THE REQUEST: In the forum thread below about the Mitutoyo 513-202 crystal, what does Long Island indicators charge to change the crystal?

SUPPLIED PASSAGE:

════════════════════

# Mitutoyo 513-202 crystal needed



## Forty Niner (Sep 15, 2018)

I've picked up a Mitutoyo Dial Test Indicator model 513-202.  The plastic crystal had popped out of the bezel, so it is not usable as is.  The indicator seems to be in good shape otherwise.  I am looking for a place to buy either just a new plastic crystal or a new bezel with crystal.
Long Island indicators might have them, I'm not sure from the website and they have a note that they are shutdown for a month or so.  And that they will not be making shipments until sometime in November.  And they charge $15 shipping to send a part that would probably go first class mail with a single stamp.  There site also says they charge $39 to change the crystal, and I reckon that doesn't cover shipping.  

Anybody have suggestions for a source for the crystal or bezel with crystal?


----------



## RJSakowski (Sep 16, 2018)

I have made my own crystals for an old Ames dial indicator and Craftsman dial calipers.  I start by mounting a piece of  1/8" acrylic to a piece of ply wood which is mounted to my faceplate.  I dish out the interior to match the original contour or to clear the pointer if  the old crystal isn't available for a pattern.  Then I polish the interior.  Finally, I  cut the o.d geometry.


----------



## Bob Korves (Sep 16, 2018)

════════════════════

DATASET EXCERPT:
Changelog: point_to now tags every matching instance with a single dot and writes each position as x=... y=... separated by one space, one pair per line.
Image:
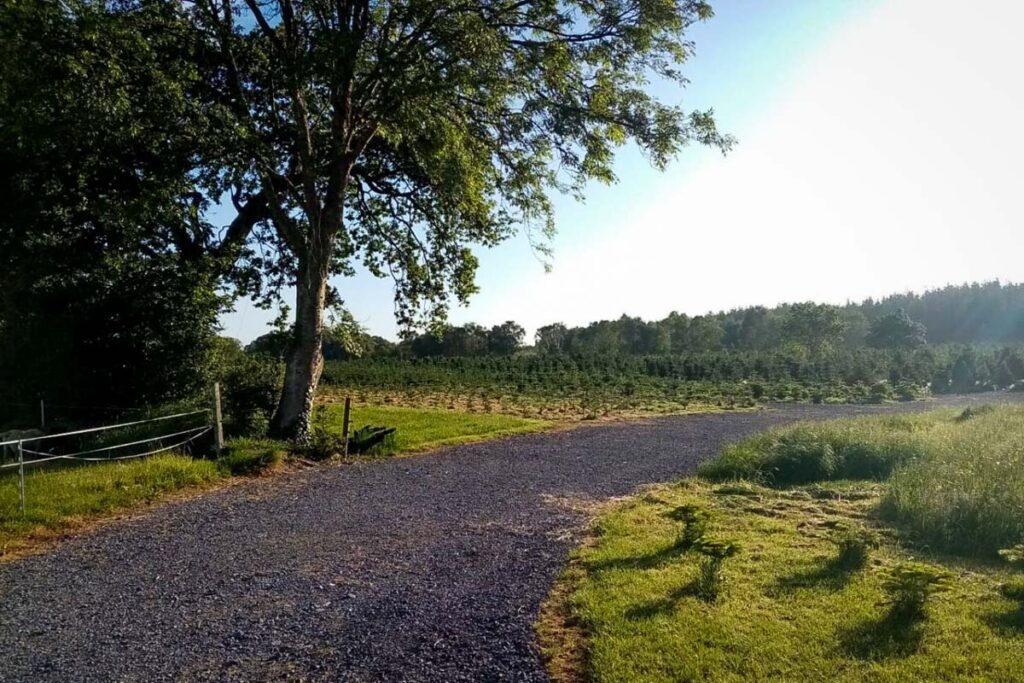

════════════════════

RESULT BELOW: $39